▶ _MATERIAL SUPPLIED_:

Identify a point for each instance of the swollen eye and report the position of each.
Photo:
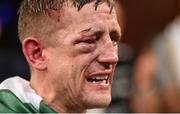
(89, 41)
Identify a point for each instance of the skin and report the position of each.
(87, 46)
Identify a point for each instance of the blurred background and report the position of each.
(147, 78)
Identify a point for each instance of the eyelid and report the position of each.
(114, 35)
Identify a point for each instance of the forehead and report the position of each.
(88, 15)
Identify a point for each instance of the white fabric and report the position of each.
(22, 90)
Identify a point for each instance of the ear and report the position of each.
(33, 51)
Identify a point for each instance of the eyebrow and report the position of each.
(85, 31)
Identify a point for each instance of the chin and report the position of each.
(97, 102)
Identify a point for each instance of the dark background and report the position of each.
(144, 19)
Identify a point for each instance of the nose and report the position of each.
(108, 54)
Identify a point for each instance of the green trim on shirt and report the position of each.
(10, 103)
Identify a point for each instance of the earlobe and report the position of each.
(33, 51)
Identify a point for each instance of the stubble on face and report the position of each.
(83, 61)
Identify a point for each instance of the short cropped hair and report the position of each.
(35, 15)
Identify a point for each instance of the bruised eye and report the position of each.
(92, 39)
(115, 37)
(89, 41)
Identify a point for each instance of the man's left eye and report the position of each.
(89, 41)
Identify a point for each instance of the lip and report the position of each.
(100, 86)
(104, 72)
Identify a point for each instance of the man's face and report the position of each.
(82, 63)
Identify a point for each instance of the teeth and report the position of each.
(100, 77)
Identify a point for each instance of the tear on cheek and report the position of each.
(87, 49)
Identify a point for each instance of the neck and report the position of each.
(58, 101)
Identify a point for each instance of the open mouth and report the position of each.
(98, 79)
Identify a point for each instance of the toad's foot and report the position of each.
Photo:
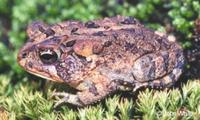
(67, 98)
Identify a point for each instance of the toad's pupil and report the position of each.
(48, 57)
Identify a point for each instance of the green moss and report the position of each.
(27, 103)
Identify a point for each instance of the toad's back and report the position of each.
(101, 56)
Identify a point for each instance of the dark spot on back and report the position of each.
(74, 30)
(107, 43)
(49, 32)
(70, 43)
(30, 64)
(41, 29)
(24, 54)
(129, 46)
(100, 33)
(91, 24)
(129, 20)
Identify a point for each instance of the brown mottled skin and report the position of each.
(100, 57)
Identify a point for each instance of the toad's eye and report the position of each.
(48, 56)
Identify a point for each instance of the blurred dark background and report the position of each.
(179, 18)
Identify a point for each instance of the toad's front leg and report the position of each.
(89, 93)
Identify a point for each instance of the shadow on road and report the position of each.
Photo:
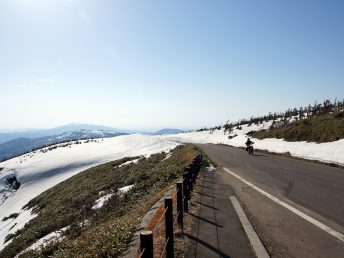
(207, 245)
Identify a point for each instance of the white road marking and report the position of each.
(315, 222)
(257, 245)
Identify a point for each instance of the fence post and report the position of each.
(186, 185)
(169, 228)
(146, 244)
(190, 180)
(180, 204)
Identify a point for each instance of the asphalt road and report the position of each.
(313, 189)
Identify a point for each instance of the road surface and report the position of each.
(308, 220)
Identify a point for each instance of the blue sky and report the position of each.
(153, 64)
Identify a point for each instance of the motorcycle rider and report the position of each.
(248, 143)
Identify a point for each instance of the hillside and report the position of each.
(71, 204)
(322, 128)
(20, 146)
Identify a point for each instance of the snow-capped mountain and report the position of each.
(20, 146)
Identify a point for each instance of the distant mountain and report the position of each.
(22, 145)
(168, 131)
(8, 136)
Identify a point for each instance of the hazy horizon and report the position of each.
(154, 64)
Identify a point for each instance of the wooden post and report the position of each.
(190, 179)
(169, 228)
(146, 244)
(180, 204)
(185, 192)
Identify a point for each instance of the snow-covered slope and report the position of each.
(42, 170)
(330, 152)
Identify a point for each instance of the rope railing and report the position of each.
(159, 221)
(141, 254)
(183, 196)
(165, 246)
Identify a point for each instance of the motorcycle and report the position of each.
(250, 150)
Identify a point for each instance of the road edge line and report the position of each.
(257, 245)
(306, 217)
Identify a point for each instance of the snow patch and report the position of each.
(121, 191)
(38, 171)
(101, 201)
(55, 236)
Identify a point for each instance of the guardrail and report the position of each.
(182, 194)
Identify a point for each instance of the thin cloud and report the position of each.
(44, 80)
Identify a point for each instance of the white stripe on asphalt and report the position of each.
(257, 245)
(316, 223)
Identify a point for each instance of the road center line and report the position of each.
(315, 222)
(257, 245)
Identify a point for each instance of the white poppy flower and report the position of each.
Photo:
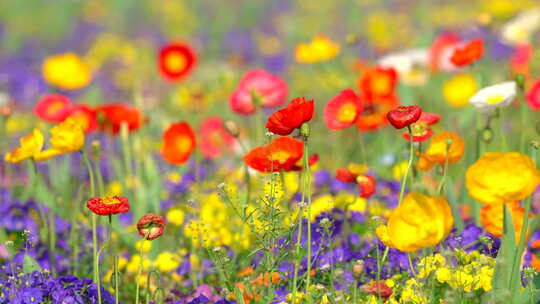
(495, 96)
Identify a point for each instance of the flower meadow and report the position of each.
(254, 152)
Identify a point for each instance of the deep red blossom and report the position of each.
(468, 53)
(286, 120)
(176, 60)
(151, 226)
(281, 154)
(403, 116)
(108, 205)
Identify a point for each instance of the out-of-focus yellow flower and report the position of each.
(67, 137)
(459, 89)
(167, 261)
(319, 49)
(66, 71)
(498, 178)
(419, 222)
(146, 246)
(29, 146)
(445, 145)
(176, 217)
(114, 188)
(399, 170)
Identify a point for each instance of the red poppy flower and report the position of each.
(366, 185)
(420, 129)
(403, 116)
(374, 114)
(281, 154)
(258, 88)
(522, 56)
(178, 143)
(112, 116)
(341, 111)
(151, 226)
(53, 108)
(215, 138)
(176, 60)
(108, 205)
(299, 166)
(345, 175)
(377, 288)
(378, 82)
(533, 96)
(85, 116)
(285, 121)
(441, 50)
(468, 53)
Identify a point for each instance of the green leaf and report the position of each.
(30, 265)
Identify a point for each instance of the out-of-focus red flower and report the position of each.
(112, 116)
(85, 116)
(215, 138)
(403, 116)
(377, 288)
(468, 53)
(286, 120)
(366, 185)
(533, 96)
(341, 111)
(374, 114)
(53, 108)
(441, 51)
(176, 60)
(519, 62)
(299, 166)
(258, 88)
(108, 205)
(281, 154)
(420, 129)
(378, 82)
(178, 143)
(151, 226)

▶ _TASK INSTRUCTIONS_:
With the pictures removed, set down every line of the listing above exactly.

▶ _ANSWER TO THE EXERCISE_:
Identify a point for each instance of the swollen eye and report the position of each.
Photo:
(89, 41)
Identify a point for each instance of the skin and report the position of each.
(87, 46)
Identify a point for each instance of the blurred background and report the position of each.
(147, 78)
Identify a point for each instance of the eyelid and report the position of each.
(114, 35)
Identify a point for each instance of the forehead and report the position of each.
(88, 15)
Identify a point for each instance of the white fabric and report the position of each.
(22, 90)
Identify a point for each instance of the ear and report the position of each.
(33, 51)
Identify a point for each instance of the eyebrow and report the position of each.
(85, 31)
Identify a point for each instance of the chin and report the position of each.
(97, 102)
Identify a point for each instance of the dark background and report the position of each.
(144, 19)
Identify a point for each instance of the nose and report the position of each.
(108, 54)
Identify a point for each instance of the green trim on shirt and report the position of each.
(10, 103)
Identify a point for each instance of the earlobe and report the position of each.
(33, 51)
Identify a point for each instance of the stubble on face and report the position of each.
(83, 61)
Identify a point for each instance of the short cropped hair and report the position of each.
(35, 15)
Identify a point for each instance of the bruised eye and report the position of each.
(92, 39)
(115, 37)
(89, 41)
Identify a point for each instance of the man's left eye and report the position of each.
(89, 41)
Identify a point for each instance of the lip and report the position of each.
(100, 86)
(104, 72)
Identify a point for each instance of the man's face and report the position of each.
(82, 63)
Identify a point for each instance of the teeth and report the position of each.
(100, 77)
Identify a point for each instance of the tear on cheek and report the position of each.
(87, 49)
Identify a point for each instance of the neck and report the position of each.
(58, 101)
Identify a point for each instance of the open mouth and report the position of each.
(98, 79)
Identify a point for each instance of the toad's foot and report the position of each.
Photo:
(67, 98)
Identify a point for each instance of the toad's pupil and report the position of each.
(48, 57)
Identify a point for each instance of the green moss and report the position of each.
(27, 103)
Identify a point for each instance of the toad's back and report the position of each.
(101, 56)
Identify a point for each instance of the dark spot on back and report the position of each.
(74, 30)
(107, 43)
(49, 32)
(70, 43)
(30, 64)
(41, 29)
(24, 54)
(129, 46)
(100, 33)
(91, 24)
(129, 20)
Identify a point for each instance of the brown mottled skin and report the position of each.
(100, 57)
Identify a point for each instance of the toad's eye and report the position of each.
(48, 56)
Identify a point for each instance of the blurred dark background and report the position of each.
(179, 18)
Identify a point for each instance of the toad's front leg and report the position of each.
(89, 93)
Identify a point for each instance of the shadow on road and report the position of each.
Photo:
(207, 245)
Identify a point for each instance of the white road marking and report the position of each.
(315, 222)
(257, 245)
Identify a point for each instance of the fence post and report the position of each.
(186, 185)
(169, 228)
(146, 244)
(190, 180)
(180, 204)
Identify a point for each instance of the asphalt road and report the position of each.
(313, 189)
Identify a point for each instance of the road surface and report the position of each.
(308, 220)
Identify a point for each instance of the blue sky and report the position of each.
(153, 64)
Identify a point for each instance of the motorcycle rider and report the position of each.
(248, 143)
Identify a point for each instance of the hillside and report the position of each.
(71, 204)
(322, 128)
(20, 146)
Identify a point for each instance of the snow-capped mountain and report the position of each.
(20, 146)
Identify a point for each instance of the distant mountain and report the position of each.
(22, 145)
(168, 131)
(8, 136)
Identify a point for each instance of the hazy horizon and report the position of each.
(154, 64)
Identify a point for each instance of the wooden post and report the position of each.
(190, 179)
(169, 228)
(146, 244)
(180, 204)
(185, 192)
Identify a point for each instance of the snow-covered slope and report the position of each.
(42, 170)
(330, 152)
Identify a point for each instance of the rope railing and report the position of each.
(159, 221)
(141, 254)
(183, 196)
(165, 246)
Identify a point for each instance of the motorcycle and report the position of each.
(250, 150)
Identify a point for each instance of the road edge line and report the position of each.
(257, 245)
(306, 217)
Identify a point for each instance of the snow patch and report the position of each.
(121, 191)
(38, 171)
(101, 201)
(55, 236)
Identify a point for each instance of the guardrail and report the position of each.
(182, 194)
Identify a point for each instance of the thin cloud and report the position of each.
(44, 80)
Identify a point for each instance of the white stripe on asphalt and report the position of each.
(257, 245)
(316, 223)
Identify a point for each instance of the road center line and report the position of each.
(315, 222)
(257, 245)
Identify a point for each instance of the white poppy flower and report the position of each.
Photo:
(495, 96)
Identify a point for each instance of the flower meadow and report the position of each.
(254, 152)
Identify a point for each instance of the deep red blossom and report the position of each.
(468, 53)
(286, 120)
(176, 60)
(151, 226)
(281, 154)
(403, 116)
(108, 205)
Identify a point for each instance of the out-of-focus yellow flower and report the position of each.
(67, 137)
(459, 89)
(167, 261)
(319, 49)
(66, 71)
(498, 178)
(419, 222)
(146, 246)
(29, 146)
(445, 145)
(176, 217)
(114, 188)
(399, 170)
Identify a point for each instance of the red poppy flower and report the position of each.
(366, 185)
(420, 129)
(403, 116)
(374, 114)
(281, 154)
(258, 88)
(522, 56)
(178, 143)
(112, 116)
(341, 111)
(151, 226)
(53, 108)
(215, 138)
(176, 60)
(108, 205)
(299, 166)
(345, 175)
(377, 288)
(378, 82)
(533, 96)
(85, 116)
(285, 121)
(441, 50)
(468, 53)
Identify a point for each instance of the green leaf and report the position of each.
(30, 265)
Identify a point for each instance of the out-of-focus red flower and report the position of each.
(112, 116)
(85, 116)
(215, 138)
(403, 116)
(377, 288)
(468, 53)
(286, 120)
(366, 185)
(533, 96)
(341, 111)
(374, 114)
(53, 108)
(441, 51)
(176, 60)
(519, 62)
(299, 166)
(258, 88)
(108, 205)
(281, 154)
(420, 129)
(378, 82)
(178, 143)
(151, 226)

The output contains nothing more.